▸ Objective
Repeat the records below word for word, but start at the line that contains "Would you mind indicating the electrical", stop after the last line, and include nothing else.

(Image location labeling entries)

---

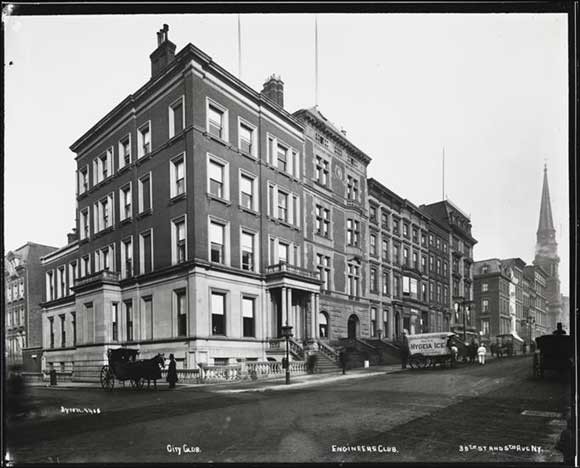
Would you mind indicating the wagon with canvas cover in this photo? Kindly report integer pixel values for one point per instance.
(430, 349)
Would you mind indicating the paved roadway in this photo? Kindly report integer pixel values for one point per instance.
(426, 415)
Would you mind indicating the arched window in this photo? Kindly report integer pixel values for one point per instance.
(323, 325)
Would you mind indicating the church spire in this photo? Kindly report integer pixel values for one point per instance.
(546, 224)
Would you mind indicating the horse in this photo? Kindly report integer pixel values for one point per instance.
(150, 369)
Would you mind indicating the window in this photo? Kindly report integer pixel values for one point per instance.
(247, 138)
(385, 250)
(282, 206)
(144, 140)
(83, 179)
(129, 319)
(177, 169)
(217, 178)
(322, 221)
(115, 321)
(178, 237)
(323, 266)
(145, 194)
(62, 331)
(74, 327)
(485, 306)
(217, 121)
(218, 313)
(373, 280)
(352, 232)
(283, 252)
(351, 188)
(248, 304)
(353, 279)
(85, 224)
(72, 275)
(384, 220)
(385, 283)
(321, 171)
(373, 245)
(126, 208)
(176, 117)
(247, 192)
(125, 151)
(181, 313)
(282, 158)
(127, 258)
(217, 242)
(51, 331)
(146, 249)
(247, 244)
(322, 325)
(396, 226)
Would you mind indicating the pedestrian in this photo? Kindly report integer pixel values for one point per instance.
(172, 372)
(404, 351)
(342, 360)
(481, 352)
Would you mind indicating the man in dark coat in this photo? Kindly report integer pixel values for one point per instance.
(172, 372)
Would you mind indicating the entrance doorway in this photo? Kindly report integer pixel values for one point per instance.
(352, 326)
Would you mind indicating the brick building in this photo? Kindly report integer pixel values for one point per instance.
(336, 227)
(191, 223)
(23, 284)
(453, 227)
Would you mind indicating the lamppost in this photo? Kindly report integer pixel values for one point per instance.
(287, 333)
(461, 303)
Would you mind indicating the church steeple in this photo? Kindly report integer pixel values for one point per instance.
(546, 223)
(546, 245)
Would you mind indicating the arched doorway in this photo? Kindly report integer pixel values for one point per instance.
(323, 325)
(352, 326)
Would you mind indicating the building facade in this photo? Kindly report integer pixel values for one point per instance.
(452, 222)
(336, 228)
(190, 224)
(23, 286)
(546, 255)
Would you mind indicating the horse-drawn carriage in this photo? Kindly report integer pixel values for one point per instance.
(553, 352)
(430, 349)
(123, 366)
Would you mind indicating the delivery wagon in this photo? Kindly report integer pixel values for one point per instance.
(430, 349)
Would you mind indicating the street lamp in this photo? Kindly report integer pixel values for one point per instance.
(287, 333)
(461, 303)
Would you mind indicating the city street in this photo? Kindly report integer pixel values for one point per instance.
(439, 415)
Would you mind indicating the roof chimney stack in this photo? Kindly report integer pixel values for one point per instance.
(164, 54)
(274, 90)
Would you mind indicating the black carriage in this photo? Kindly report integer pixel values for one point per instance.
(553, 352)
(124, 366)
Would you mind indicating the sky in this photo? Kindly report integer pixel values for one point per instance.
(491, 89)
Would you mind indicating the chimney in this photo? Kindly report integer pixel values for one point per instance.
(164, 54)
(72, 236)
(274, 90)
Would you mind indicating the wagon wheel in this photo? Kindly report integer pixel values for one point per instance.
(138, 383)
(107, 378)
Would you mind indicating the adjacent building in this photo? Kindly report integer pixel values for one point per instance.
(24, 292)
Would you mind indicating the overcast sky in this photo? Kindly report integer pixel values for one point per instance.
(490, 88)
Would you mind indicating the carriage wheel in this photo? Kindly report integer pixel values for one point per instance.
(107, 378)
(138, 383)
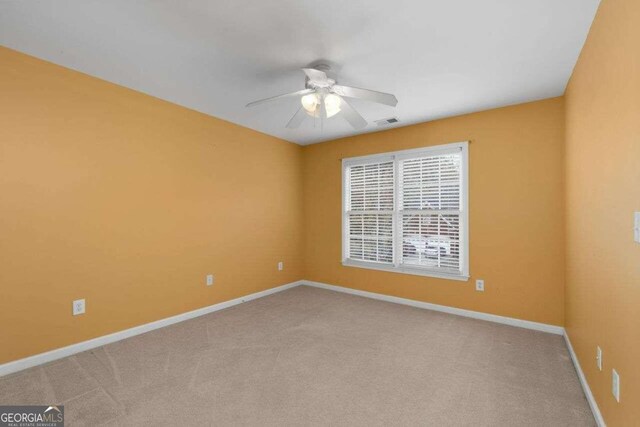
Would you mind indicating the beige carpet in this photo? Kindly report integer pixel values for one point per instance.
(308, 356)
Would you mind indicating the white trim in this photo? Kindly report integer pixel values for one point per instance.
(389, 156)
(59, 353)
(585, 385)
(403, 269)
(527, 324)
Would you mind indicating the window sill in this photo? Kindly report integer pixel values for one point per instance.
(404, 270)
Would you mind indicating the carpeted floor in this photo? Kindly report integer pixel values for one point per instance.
(308, 356)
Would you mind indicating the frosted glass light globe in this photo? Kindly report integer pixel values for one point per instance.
(310, 103)
(332, 104)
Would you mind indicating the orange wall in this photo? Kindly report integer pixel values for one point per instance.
(516, 182)
(129, 201)
(603, 191)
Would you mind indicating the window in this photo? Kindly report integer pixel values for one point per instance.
(407, 211)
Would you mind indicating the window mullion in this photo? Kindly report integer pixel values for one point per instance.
(397, 219)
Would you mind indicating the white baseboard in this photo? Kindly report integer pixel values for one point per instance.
(59, 353)
(543, 327)
(585, 385)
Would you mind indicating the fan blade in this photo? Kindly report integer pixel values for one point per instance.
(297, 119)
(315, 75)
(351, 115)
(286, 95)
(369, 95)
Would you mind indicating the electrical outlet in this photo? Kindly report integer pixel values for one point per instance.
(78, 307)
(615, 385)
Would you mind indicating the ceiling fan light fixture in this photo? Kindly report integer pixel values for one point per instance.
(310, 103)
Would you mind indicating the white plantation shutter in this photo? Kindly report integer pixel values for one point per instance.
(430, 211)
(406, 211)
(370, 205)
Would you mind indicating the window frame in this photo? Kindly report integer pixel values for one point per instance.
(396, 157)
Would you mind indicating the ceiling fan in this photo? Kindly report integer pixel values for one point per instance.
(323, 98)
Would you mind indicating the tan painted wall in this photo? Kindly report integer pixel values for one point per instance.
(129, 201)
(516, 181)
(603, 191)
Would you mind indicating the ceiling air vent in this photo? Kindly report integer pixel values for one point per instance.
(389, 121)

---

▸ Solution to the problem
Would you mind indicating the electrical outlet in this photo? Kindly report integer pixel values for one point per instance.
(78, 307)
(615, 385)
Would you mind indicating the ceiling fan light fixture in this photo? Kindly report integer pixel values for one point per instance.
(310, 103)
Would you mind indicating the white plantation shutter in this photo? Kindly report integer pixel values for one point per instance.
(430, 211)
(406, 211)
(370, 205)
Would you mind indicating the window frame in this photo? Kindly report integer pixel values for one point per instance.
(396, 157)
Would you mind indicating the ceiling fan in this photo? Kindly report integer pixel values for one point per instance.
(323, 98)
Would you mind indicating the tan painted wall in this photo? Kindly report integer pixel values for one point per instance.
(129, 201)
(516, 181)
(603, 191)
Would you mind indicating the ceiling air vent in this photo? Kindly report integer pixel values for one point per instance.
(389, 121)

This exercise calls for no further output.